About this exercise
Exactly reproduce the lines beginning with the line that includes "Point out the green tree" and ending with the last line of the data.

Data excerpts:
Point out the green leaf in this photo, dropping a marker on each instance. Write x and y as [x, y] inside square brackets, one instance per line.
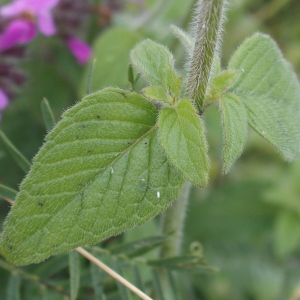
[13, 291]
[271, 93]
[123, 291]
[181, 262]
[186, 40]
[182, 135]
[101, 171]
[7, 192]
[157, 283]
[156, 64]
[74, 269]
[97, 276]
[157, 94]
[234, 121]
[111, 51]
[47, 114]
[19, 158]
[287, 229]
[140, 247]
[225, 79]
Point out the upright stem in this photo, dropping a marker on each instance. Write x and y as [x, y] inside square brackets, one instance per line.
[208, 22]
[173, 221]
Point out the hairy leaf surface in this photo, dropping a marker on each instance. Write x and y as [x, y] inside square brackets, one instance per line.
[234, 121]
[182, 135]
[156, 64]
[271, 93]
[102, 170]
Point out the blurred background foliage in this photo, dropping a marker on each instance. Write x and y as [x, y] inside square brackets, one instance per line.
[246, 223]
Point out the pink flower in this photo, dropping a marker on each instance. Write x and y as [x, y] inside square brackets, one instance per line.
[41, 9]
[79, 49]
[3, 101]
[17, 32]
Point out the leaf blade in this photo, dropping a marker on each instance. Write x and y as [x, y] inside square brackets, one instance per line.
[73, 199]
[267, 83]
[182, 135]
[156, 64]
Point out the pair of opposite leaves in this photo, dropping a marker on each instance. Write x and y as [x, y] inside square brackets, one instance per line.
[107, 165]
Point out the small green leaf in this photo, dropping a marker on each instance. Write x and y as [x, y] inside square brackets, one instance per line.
[19, 158]
[47, 114]
[156, 64]
[234, 121]
[287, 230]
[186, 40]
[225, 79]
[74, 269]
[270, 120]
[101, 171]
[271, 93]
[7, 192]
[130, 75]
[139, 247]
[182, 135]
[157, 94]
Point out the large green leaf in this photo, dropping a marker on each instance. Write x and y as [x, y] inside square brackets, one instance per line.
[156, 64]
[182, 135]
[101, 171]
[111, 51]
[271, 93]
[234, 121]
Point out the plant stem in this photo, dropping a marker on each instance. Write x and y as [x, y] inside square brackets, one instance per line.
[173, 221]
[112, 273]
[208, 22]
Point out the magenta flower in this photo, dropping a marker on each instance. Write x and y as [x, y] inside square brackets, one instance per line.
[41, 9]
[17, 32]
[3, 101]
[79, 49]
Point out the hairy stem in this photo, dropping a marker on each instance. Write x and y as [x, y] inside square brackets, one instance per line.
[173, 222]
[208, 21]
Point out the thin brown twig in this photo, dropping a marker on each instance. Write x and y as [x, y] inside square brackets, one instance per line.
[112, 273]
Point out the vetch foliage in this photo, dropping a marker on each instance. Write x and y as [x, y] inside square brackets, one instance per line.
[118, 158]
[98, 174]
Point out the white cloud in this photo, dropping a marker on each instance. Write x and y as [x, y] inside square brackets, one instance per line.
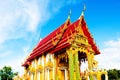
[110, 55]
[3, 55]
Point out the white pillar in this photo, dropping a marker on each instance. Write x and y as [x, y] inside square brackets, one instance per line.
[48, 74]
[65, 74]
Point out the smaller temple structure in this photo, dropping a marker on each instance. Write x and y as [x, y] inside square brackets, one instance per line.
[59, 55]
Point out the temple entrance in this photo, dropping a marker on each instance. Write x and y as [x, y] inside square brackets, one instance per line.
[62, 66]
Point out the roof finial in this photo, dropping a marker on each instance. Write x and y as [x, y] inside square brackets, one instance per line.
[84, 8]
[69, 14]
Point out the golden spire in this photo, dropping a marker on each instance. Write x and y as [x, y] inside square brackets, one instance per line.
[84, 8]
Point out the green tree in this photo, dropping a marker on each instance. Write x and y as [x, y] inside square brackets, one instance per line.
[113, 74]
[6, 73]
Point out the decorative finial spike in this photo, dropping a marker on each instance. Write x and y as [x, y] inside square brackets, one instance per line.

Response box
Point out the green tree in this photo, dropping a marker on each instance. Write x and y as [x, y] inside square brackets, one instance per line.
[113, 74]
[6, 73]
Point out the decorative finial spike in this photo, dropping a marker on each instance. Write x and y as [x, y] inside square brackets, one instance per line.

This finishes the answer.